__TASKS__.
a) In the Brexit and bushfire commentary, what share of the most widely circulated online Tory ads in the first four days of December did First Draft find misleading?
b) Write the next passage of the Brexit and bushfire commentary, picking up after its final sentence.

__EXCERPTED TEXT__.
Boris will Get Brexit Done, Rupert’s local toadies croak. It’s Johnson’s only slogan. Yes. The Oz is a political party in its own right, as Kevin Rudd knows. But hold the front page. Getting Brexit done will create a bonanza Down Under all wrought by the miracle of UK trade deals with Australia which will be signed off within a year. It’s a done deal.

Oddly overlooked by The Oz is that there’s not a skerrick of evidence to suppose that Johnson can get anything done. Au contraire, apart from Boris’ sheer brilliance as professional fabulist, serial womaniser and a policy-free zone on a bicycle – his entire political career is one of unrelieved, bungling ineptitude. And malignant narcissism.

Unless, of course you admire Boris’ cunning stunts and his peerless record for cop-outs and cock-ups. Crass theatrics. Above all, is Johnson’s endearing laziness, his inspiring, Trump-like resolve not to bother with the fine print or even read briefings at all.

Also forgotten by The Oz is heretical research that shows that our own, upright, tax-evading, wage-stealing business class are fully occupied in being the backbone of the nation -having a go and getting a go. They mostly can’t understand free trade deals, don’t use them because they are too complicated – or they’ve lost buckets of money on them in the past.

Unsurprisingly, a survey of Australian businesses, big and small, conducted last year by our august Australian Chamber of Commerce and Industry, found local tycoons largely ignore free trade agreements.

Yet, in another sign of the times, Johnson’s Tory Party win is a big victory for mendacity. Morrison’s mob will take great comfort that Johnson’s government was helped into being by a farrago of online lies.

First Draft, a disinformation tracking organisation, finds 88 per cent of the most widely circulated online Tory ads during the first four days of December were misleading. That’s nearly all of them. First Draft found no Labor disinformation in the same period.

But it’s another thing to try to lie your way out of a real crisis; one that demands a rational response and real leadership – as Boris and Scott Morrison will discover.

A noxious miasma of acrid smoke smothers the yellow brick roads of The Emerald City poisoning Sydney’s air, over twelve times hazardous levels in Camden and Liverpool, Tuesday, as catastrophic fires continue to ravage the east coast of Australia, consuming over 2.7 million hectares of bush and destroying seven hundred homes in four weeks.

Commuters choke. Hospital emergency admissions soar. Ferry services are cancelled. Yet no smoke is thick enough to cloak the federal government’s wilful blindness; its failure of leadership. Morrison’s government is being tried by fire; bushfires of unprecedented scale and ferocity. And it is found lacking -utterly, comprehensively lacking. Not a clue what to do but to retreat into a type of paralysis.

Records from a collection
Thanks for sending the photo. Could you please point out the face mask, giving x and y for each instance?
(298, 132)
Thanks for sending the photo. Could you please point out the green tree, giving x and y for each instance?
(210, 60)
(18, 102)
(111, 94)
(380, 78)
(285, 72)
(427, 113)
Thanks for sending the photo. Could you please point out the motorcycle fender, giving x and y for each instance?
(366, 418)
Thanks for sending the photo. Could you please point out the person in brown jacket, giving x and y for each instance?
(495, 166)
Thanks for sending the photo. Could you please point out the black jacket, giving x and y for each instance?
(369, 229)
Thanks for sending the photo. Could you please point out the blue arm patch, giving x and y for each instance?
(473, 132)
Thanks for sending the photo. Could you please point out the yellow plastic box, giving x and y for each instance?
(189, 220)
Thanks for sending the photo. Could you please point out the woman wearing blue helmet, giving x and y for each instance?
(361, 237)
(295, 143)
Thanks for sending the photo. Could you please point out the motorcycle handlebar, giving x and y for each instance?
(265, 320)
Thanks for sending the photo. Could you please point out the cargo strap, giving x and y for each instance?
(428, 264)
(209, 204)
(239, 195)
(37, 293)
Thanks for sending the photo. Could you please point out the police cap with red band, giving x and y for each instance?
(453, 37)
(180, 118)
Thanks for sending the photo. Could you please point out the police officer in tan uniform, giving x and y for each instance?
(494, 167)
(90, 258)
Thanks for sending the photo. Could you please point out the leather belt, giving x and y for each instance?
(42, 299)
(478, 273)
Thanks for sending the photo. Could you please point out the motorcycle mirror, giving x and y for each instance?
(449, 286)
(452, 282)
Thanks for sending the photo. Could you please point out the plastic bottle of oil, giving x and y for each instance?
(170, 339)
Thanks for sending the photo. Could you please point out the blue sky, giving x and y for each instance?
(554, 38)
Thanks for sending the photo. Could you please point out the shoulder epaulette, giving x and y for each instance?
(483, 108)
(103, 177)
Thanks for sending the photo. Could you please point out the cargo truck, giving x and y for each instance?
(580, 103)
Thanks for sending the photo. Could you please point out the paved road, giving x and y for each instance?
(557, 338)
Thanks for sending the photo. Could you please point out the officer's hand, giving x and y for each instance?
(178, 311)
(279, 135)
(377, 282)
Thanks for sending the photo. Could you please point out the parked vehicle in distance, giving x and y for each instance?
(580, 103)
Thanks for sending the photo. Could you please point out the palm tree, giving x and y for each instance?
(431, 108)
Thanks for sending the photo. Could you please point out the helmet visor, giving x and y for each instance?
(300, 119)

__TASK RESULTS__.
a) 88 per cent

b)
The smoke is thick enough to trigger alarms at Liberal HQ in Sydney where Australia’s climate science denialist Prime Minister Scott Morrison neatly sidesteps the nation’s catastrophic bushfire crisis by holding a press conference on his post-truth, post-government’s religious discrimination bill, a sop to his right wing, which effectively foments intolerance by extending the definition of religious organisations to include hospitals and Op-shops. Smoke prevents from leaving the building.

“Let’s not beat around the bush … let’s call it for what it is. These bushfires have been caused by extreme weather events, high temperatures, the worst drought in living memory – the exact type of events scientists have been warning us about for decades that would be caused by climate change,” says Matt Kean, who is the leader at state level of the NSW Liberals’ moderate faction.

Kean is quickly clobbered; he cops a hiding for being right in The Australian. He’s accused of using the bogeyman of climate change as an excuse for not introducing any new initiatives – whatever they might be. It’s a straw man argument in which the Australian specialises. He’s also – shock – horror –“politicising the fires”.

“The [no new initiatives] revelation comes after Mr Kean attracted criticism for politicising the devastating fires — which have seen six people killed and more than 720 homes destroyed so far this season — by claiming the nation needed to prioritise the urgent reduction of carbon emissions to prevent catastrophic bushfire seasons becoming the new norm.” Expect a lot more of this type of smear before the season of peace on earth and goodwill to all men and women is over.

But a few festive season shout outs are in order. Merry Christmas aged care executives – enjoy your $12 billion dollar a year subsidy and congratulations in lobbying govt to vote down Aged Care 2019 amendments to make aged care accountable – as recommended by the current Royal Commission.

Public health researcher, Dr Sarah Russell, reports for veteran Walkley Award winning investigative reporter Michael West how a “few big interests” run our coalition government was on full show last week, when three critical amendments to the Aged Care Legislation Amendment (New Commissioner Functions) Bill 2019 were tabled. The Liberal-Nationals voted against all amendments.”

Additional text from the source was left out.